Point localization data:
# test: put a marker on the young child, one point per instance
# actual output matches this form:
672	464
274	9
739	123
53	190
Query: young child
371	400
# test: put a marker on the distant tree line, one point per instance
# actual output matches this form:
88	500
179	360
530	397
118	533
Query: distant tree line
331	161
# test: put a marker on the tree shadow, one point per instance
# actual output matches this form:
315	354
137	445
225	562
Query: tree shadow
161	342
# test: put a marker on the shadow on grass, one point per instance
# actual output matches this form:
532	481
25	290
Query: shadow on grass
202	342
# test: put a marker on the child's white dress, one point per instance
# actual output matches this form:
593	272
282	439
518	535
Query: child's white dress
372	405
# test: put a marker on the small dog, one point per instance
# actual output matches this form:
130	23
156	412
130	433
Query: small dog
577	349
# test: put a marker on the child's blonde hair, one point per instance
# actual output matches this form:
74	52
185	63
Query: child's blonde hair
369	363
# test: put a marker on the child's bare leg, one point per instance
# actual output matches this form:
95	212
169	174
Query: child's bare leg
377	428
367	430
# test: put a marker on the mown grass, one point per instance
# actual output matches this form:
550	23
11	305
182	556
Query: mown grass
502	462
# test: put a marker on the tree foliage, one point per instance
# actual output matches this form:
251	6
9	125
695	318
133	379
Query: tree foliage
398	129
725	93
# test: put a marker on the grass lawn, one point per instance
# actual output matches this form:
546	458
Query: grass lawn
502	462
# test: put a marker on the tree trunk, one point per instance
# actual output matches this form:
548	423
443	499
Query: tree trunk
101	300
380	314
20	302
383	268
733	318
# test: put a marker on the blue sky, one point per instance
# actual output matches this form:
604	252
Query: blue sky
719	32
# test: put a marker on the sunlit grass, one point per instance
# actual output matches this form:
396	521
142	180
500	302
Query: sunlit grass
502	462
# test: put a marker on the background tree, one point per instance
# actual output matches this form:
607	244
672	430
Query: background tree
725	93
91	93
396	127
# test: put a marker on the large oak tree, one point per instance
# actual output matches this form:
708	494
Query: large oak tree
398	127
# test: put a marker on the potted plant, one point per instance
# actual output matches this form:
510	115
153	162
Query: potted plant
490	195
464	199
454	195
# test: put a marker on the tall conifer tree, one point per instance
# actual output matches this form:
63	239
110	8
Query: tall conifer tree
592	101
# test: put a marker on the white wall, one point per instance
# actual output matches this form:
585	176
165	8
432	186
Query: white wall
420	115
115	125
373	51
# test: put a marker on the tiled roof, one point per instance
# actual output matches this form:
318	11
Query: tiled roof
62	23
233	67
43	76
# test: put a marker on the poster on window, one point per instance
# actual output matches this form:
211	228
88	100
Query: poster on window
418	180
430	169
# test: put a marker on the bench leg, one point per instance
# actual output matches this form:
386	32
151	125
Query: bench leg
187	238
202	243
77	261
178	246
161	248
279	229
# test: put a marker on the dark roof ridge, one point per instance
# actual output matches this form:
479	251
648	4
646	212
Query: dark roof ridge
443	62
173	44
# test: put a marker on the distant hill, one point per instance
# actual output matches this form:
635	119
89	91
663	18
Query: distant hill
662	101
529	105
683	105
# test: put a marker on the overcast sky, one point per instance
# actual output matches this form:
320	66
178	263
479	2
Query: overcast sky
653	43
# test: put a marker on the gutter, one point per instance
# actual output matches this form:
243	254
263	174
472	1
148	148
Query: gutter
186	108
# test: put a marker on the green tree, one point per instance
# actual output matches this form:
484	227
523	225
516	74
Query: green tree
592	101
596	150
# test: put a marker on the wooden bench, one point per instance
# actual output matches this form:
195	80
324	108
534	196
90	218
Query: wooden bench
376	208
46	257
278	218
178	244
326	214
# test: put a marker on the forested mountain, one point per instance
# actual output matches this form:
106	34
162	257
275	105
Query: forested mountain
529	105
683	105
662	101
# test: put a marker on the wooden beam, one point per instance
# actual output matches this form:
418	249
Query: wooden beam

• REQUIRED WORK
Transcribe all entries exactly as they are given.

• ANSWER SECTION
# test: put a marker on the young child, one point per instance
# actual output matches this form:
672	464
274	9
739	123
53	190
Query: young child
371	400
# test: put a marker on the distant tree line, one point per instance
# actual output matches this form:
88	500
179	360
530	397
118	533
Query: distant tree line
331	161
# test: put a marker on the tree shadow, one point per instance
# actual output matches this form:
315	354
137	445
225	562
Query: tree shadow
161	342
# test: put a marker on the shadow on grass, one point per instance
# actual output matches this form:
532	481
25	290
Query: shadow on grass
202	342
# test: put a marker on the child's white dress, one point per instance
# actual output matches this form:
593	272
282	439
518	535
Query: child's white dress
372	405
# test: put a marker on the small dog, one point per instance
# actual output matches this form:
130	23
156	412
130	433
Query: small dog
577	349
# test: put a marker on the child's blonde hair, one point per instance
# actual output matches this form:
74	52
185	63
Query: child's blonde hair
369	363
# test: put a marker on the child's bare leg, one point per instance
# actual output matches this form:
95	212
169	174
Query: child's bare leg
377	428
367	430
# test: put a marker on the mown grass, one point per instance
# actual output matches this form:
550	23
11	305
182	556
Query: mown grass
502	462
# test: put a marker on the tree foliage, one point per instance
# actual output matches this form:
251	6
9	125
695	318
133	379
Query: tree foliage
398	129
725	93
# test: put a marker on the grass lawn, one point per instance
# actual output matches this form:
546	458
Query: grass lawn
502	462
# test: put a marker on the tree trunk, one point per instance
# actual output matches this form:
548	423
443	499
Query: tree trunk
101	300
380	314
20	302
383	268
733	318
# test: put a marker on the blue sky, one point per instance
# actual output matches this form:
604	252
Query: blue sky
719	32
# test: put a marker on the sunlit grass, one point per instance
# actual output matches this form:
396	521
142	180
500	302
Query: sunlit grass
502	462
# test: put a marker on the background tree, one point per instance
# actual output matches this form:
607	244
672	430
Query: background tree
725	93
91	93
396	127
# test: put a marker on the large oak tree, one point per instance
# actual output matches this form:
708	494
Query: large oak tree
398	127
# test: put a marker on the potted plant, one point per instance
# actual output matches this form:
510	115
153	162
Query: potted plant
490	195
464	199
454	195
# test: put a marker on the tall conifer tree, one point per instance
# actual output matches this form:
63	239
110	8
Query: tall conifer tree
592	101
# test: put a marker on the white wall, one point per instance
# actual output matches this form:
585	176
165	8
432	186
Query: white wall
420	115
115	125
373	51
# test: put a marker on the tiled roof, one point per instance
# actual output matches this form:
318	11
Query: tiled roof
62	23
233	67
43	76
# test: put a marker on the poster on window, one point per instance
# actual output matches this form:
211	228
88	100
Query: poster on window
418	180
430	169
# test: put a marker on the bench leg, one point per instance
# actual output matches this form:
386	32
151	125
Query: bench leg
187	238
202	243
77	261
178	246
161	248
279	229
# test: put a marker on the dark roof ridge, one point per instance
# actual output matches this form:
479	251
648	4
646	212
Query: dark roof ridge
443	62
173	44
# test: put a marker on the distant hill, one point per instance
# actual output matches this form:
635	119
89	91
663	18
Query: distant hill
662	101
529	105
683	105
# test: put a marker on the overcast sky, one point per instance
# actual output matches this form:
320	66
178	263
479	2
Query: overcast sky
653	43
# test: put a marker on the gutter, one point per instance
# actual output matches this form:
243	254
263	174
472	1
148	148
Query: gutter
186	108
# test: put a marker on the green tree, one point per instance
# actual output matches this form:
484	227
523	225
516	74
Query: green tree
592	101
596	150
# test: put a marker on the wooden bench, one point per instance
# actual output matches this form:
195	80
324	108
534	196
90	218
Query: wooden bench
376	208
46	257
278	218
178	244
326	214
# test: put a marker on the forested mountain, one point per instance
# actual output matches this form:
106	34
162	257
275	105
Query: forested mountain
529	105
683	105
662	101
# test: put a marker on the wooden beam, one point per instance
# actual output matches this form:
418	249
Query: wooden beam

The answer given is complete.